■ **PAGE TEXT**
○ ○ ○ ○ ○

Linearity test your data- [Short Post]

Often times the choosing a simpler model makes it easier to debug and interpret, but not always are we looking at a straight forward metric that helps us make that decision. Linear models have a clear outline on how to interpret them, which is something we trade off over a more complex model (not necessarily, but mostly), while this is the main reason that motivated me to write this post, it is also very relevant to understand, it doesn’t make sense to fit a complex non-linear model on a linear dataset anyway. That being said, let’s understand how to go about understanding our distribution of data and making that decision.

Step 1: Fit a linear model (Linear regression etc.)

Just a naïve pass at fitting your data on an out-of-box linear model. Needless to say, follow the usual drill, get your data into train and test, fit over your train data.

                                          model = LinearRegression().fit(X_train, y_train)

Step 2: Predict on test

Self explanatory, predict on your test.

                                          Y_pred = model.predict(X_test)

○ ○ ○ ○ ○

■ **SUPPLIED MATERIAL**
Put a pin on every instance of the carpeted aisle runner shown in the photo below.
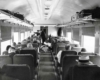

○ ○ ○ ○ ○

■ **PROMPT**
Extend the post on testing data for linearity, picking up after its last line. The material has no connection to the linearity-testing post.

■ **ANSWER**
Step 3: Plot residues

Now it’s as simple as plotting your predictions on one axis to the ground_truth in another.

From the plot above there are a couple of inferences that can be made,

Non-Linear – The data is non-linear if there are visible patterns in your 2d plot. In my graph (shown above), we can see there is a visible connection between the ground_truth and predictions, this simply means there is a correlation that is there to be learnt, but the linear model doesn’t capture those connections, it requires a non-linear model to attempt to solve the same.
Linear – The data is linear if there is no visible pattern. If the residues are sparsely distributed on either side of a line (which we can fit over this distribution), then it’s simply a matter of adding more data.

That’s it. Bye now.